- Opening Delimiter -

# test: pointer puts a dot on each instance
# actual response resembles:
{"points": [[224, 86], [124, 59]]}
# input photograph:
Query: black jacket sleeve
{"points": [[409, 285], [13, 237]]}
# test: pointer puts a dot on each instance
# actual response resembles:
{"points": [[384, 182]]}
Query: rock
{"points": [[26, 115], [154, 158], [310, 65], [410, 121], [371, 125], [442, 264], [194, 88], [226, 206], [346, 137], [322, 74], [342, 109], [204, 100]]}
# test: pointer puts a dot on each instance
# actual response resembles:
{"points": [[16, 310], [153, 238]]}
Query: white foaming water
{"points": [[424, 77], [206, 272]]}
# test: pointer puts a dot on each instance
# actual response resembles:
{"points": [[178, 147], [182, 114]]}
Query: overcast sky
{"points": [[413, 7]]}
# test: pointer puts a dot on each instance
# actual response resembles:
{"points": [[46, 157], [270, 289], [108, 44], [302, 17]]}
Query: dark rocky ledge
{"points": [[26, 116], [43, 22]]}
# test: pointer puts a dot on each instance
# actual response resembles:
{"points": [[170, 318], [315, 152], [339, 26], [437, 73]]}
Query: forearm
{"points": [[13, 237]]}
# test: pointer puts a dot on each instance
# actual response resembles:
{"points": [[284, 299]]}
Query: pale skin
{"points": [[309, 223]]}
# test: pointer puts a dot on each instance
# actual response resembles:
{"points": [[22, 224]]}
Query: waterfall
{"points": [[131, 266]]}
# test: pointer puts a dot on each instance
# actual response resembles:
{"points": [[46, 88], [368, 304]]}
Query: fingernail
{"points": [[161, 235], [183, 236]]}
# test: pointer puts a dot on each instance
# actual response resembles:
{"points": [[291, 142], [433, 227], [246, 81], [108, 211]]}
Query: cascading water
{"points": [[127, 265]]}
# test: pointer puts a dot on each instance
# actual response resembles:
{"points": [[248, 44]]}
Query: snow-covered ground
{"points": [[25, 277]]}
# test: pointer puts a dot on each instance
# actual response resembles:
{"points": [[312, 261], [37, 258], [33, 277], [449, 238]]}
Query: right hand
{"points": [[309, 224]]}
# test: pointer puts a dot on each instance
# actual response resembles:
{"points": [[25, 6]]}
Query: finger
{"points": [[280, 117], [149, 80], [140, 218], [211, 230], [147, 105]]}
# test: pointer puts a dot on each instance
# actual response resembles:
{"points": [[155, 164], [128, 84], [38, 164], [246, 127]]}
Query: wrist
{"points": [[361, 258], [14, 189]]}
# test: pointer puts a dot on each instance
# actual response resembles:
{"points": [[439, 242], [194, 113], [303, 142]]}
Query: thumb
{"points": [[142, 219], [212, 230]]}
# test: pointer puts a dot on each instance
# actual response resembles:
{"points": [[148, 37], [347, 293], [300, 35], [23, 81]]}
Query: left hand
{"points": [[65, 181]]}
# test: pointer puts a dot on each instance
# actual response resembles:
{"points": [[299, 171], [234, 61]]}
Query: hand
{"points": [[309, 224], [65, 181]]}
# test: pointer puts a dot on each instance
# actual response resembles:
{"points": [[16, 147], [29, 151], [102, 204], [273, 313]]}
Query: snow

- Closing Delimiter -

Work item: What is needed here is an exact reproduction of all the entries.

Problem solution:
# test: pointer puts a dot on each instance
# actual response resembles:
{"points": [[224, 86], [124, 59]]}
# input photograph:
Query: black jacket sleeve
{"points": [[409, 285], [13, 237]]}
# test: pointer puts a dot on each instance
# actual response resembles:
{"points": [[384, 182]]}
Query: rock
{"points": [[26, 115], [154, 158], [310, 65], [410, 121], [371, 125], [442, 264], [194, 88], [226, 206], [346, 137], [322, 74], [342, 109], [204, 100]]}
# test: pointer puts a dot on each instance
# actual response resembles:
{"points": [[16, 310], [153, 238]]}
Query: white foaming water
{"points": [[424, 77], [206, 272]]}
# test: pointer puts a dot on each instance
# actual response resembles:
{"points": [[178, 147], [182, 114]]}
Query: overcast sky
{"points": [[413, 7]]}
# test: pointer puts a dot on each instance
# actual response resembles:
{"points": [[46, 157], [270, 289], [108, 44], [302, 17]]}
Query: dark rocky ledge
{"points": [[26, 116], [43, 22]]}
# test: pointer puts a dot on each instance
# actual response resembles:
{"points": [[170, 318], [315, 152], [339, 26], [437, 73]]}
Query: forearm
{"points": [[13, 237]]}
# test: pointer puts a dot on each instance
# actual response resembles:
{"points": [[284, 299]]}
Query: pale skin
{"points": [[309, 223]]}
# test: pointer puts a dot on each instance
# actual response resembles:
{"points": [[22, 224]]}
Query: waterfall
{"points": [[131, 266]]}
# test: pointer puts a dot on each instance
# actual response resembles:
{"points": [[46, 88], [368, 304]]}
Query: fingernail
{"points": [[161, 235], [183, 236]]}
# test: pointer puts a dot on each instance
# actual response resembles:
{"points": [[291, 142], [433, 227], [246, 81], [108, 211]]}
Query: cascading water
{"points": [[127, 265]]}
# test: pointer puts a dot on each instance
# actual response resembles:
{"points": [[248, 44]]}
Query: snow-covered ground
{"points": [[25, 277]]}
# test: pointer puts a dot on each instance
# actual response resembles:
{"points": [[312, 261], [37, 258], [33, 277], [449, 238]]}
Query: right hand
{"points": [[309, 224]]}
# test: pointer puts a dot on each instance
# actual response resembles:
{"points": [[25, 6]]}
Query: finger
{"points": [[280, 117], [149, 80], [140, 218], [211, 230], [147, 105]]}
# test: pointer puts a dot on each instance
# actual response resembles:
{"points": [[155, 164], [128, 84], [38, 164], [246, 127]]}
Query: wrist
{"points": [[361, 258], [14, 189]]}
# test: pointer puts a dot on each instance
# actual response resembles:
{"points": [[439, 242], [194, 113], [303, 142]]}
Query: thumb
{"points": [[142, 219], [212, 230]]}
# test: pointer puts a dot on each instance
# actual response resembles:
{"points": [[148, 37], [347, 293], [300, 35], [23, 81]]}
Query: left hand
{"points": [[65, 181]]}
# test: pointer puts a dot on each instance
# actual response resembles:
{"points": [[299, 171], [234, 61]]}
Query: hand
{"points": [[309, 224], [65, 181]]}
# test: pointer puts a dot on each instance
# actual response resembles:
{"points": [[16, 147], [29, 151], [102, 204], [273, 313]]}
Query: snow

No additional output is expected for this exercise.